[Records taken from a collection]
* Start *
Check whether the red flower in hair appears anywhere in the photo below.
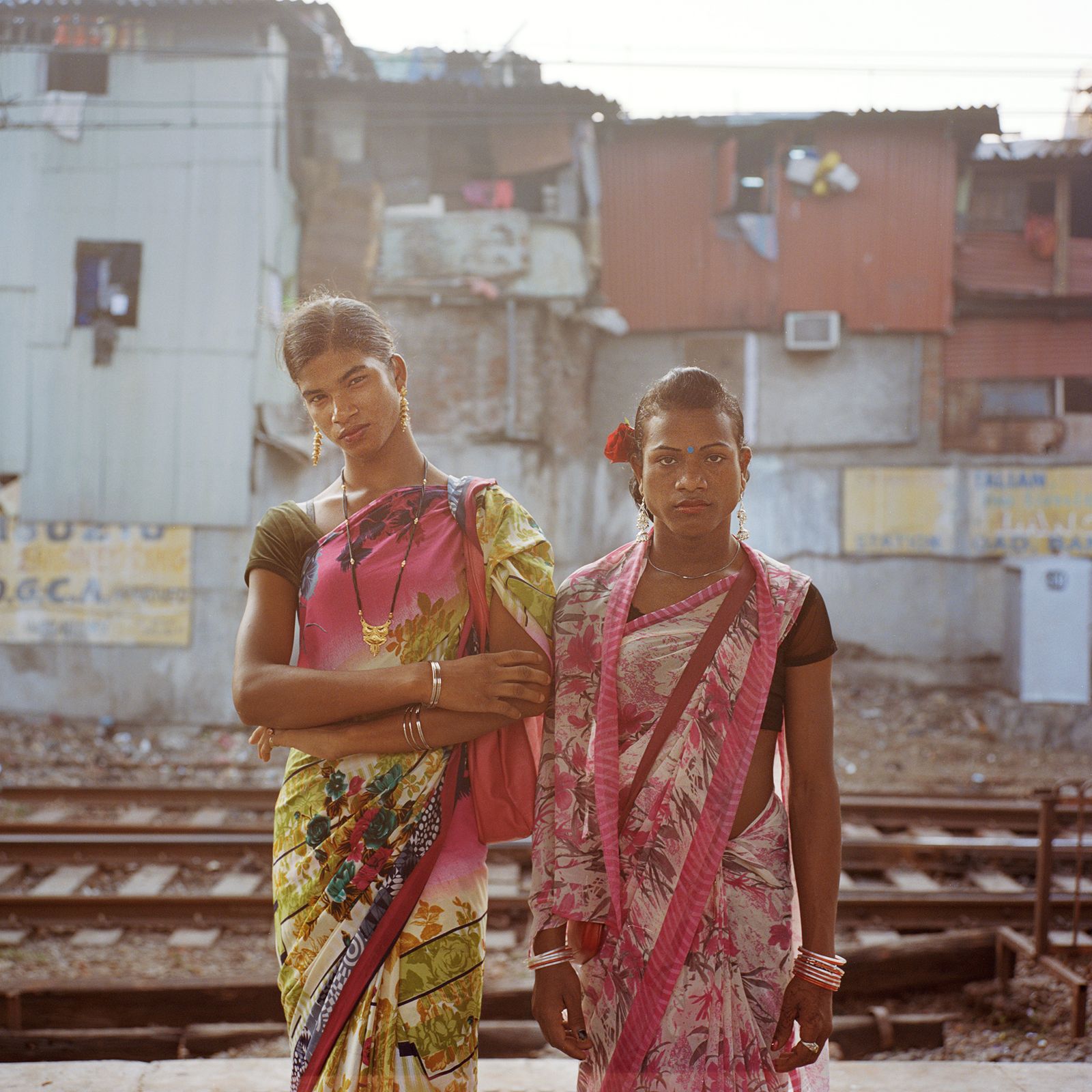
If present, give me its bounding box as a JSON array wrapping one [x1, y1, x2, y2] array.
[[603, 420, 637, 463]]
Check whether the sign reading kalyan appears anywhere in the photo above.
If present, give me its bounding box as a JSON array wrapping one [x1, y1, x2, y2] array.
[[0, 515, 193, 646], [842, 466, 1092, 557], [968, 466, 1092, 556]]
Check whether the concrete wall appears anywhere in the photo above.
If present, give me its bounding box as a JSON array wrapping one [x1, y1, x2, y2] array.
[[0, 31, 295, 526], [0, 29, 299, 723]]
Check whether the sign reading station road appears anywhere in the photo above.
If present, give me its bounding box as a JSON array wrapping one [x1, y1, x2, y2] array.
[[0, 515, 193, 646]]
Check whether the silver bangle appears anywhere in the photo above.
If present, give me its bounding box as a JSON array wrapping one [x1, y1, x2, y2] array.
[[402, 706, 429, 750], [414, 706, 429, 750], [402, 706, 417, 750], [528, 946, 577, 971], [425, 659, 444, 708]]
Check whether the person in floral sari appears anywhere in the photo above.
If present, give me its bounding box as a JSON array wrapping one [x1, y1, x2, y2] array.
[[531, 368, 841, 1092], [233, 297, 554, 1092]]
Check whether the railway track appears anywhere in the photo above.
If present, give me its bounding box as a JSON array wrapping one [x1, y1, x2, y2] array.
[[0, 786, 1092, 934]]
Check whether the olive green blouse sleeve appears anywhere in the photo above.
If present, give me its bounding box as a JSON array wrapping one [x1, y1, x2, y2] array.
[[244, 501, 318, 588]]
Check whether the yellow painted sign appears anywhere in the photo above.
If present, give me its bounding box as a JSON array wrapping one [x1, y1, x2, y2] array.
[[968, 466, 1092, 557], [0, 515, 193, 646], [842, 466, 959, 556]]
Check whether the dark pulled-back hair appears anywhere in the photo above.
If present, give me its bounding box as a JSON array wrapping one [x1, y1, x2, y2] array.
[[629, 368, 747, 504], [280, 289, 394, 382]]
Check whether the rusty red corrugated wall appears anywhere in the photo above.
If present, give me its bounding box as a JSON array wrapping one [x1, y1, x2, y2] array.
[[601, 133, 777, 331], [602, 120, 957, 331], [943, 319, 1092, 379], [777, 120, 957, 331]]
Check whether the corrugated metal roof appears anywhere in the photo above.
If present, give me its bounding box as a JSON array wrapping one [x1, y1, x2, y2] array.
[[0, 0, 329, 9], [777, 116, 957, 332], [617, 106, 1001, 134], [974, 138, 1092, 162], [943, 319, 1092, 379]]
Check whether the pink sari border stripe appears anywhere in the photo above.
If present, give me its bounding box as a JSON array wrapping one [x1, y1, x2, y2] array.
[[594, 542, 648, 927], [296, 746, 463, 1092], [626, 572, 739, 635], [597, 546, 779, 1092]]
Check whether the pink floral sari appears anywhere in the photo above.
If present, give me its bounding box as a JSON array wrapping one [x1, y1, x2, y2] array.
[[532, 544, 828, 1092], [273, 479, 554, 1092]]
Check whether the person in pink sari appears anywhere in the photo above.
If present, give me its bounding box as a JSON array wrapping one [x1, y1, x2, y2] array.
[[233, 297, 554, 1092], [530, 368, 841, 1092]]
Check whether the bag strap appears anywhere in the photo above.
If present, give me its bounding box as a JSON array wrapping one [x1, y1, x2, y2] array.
* End *
Convert the records above, everything from the line containing "Check whether the corrugated" down to the line containing "319, 1092, 379]]", into a two-column CSV with the header row text,answer and one row per record. Put each value in a single quoted field, with any line breaks turned into spaces.

OUTPUT OF THE TASK =>
text,answer
"Check whether the corrugated metal roof appears anywhere in the photo above. If present, give me its bounding box as a JSON array wrapping one [x1, y1, x2, y2] array.","[[0, 0, 329, 9], [777, 116, 957, 332], [617, 106, 1001, 134], [974, 138, 1092, 162], [943, 319, 1092, 379]]"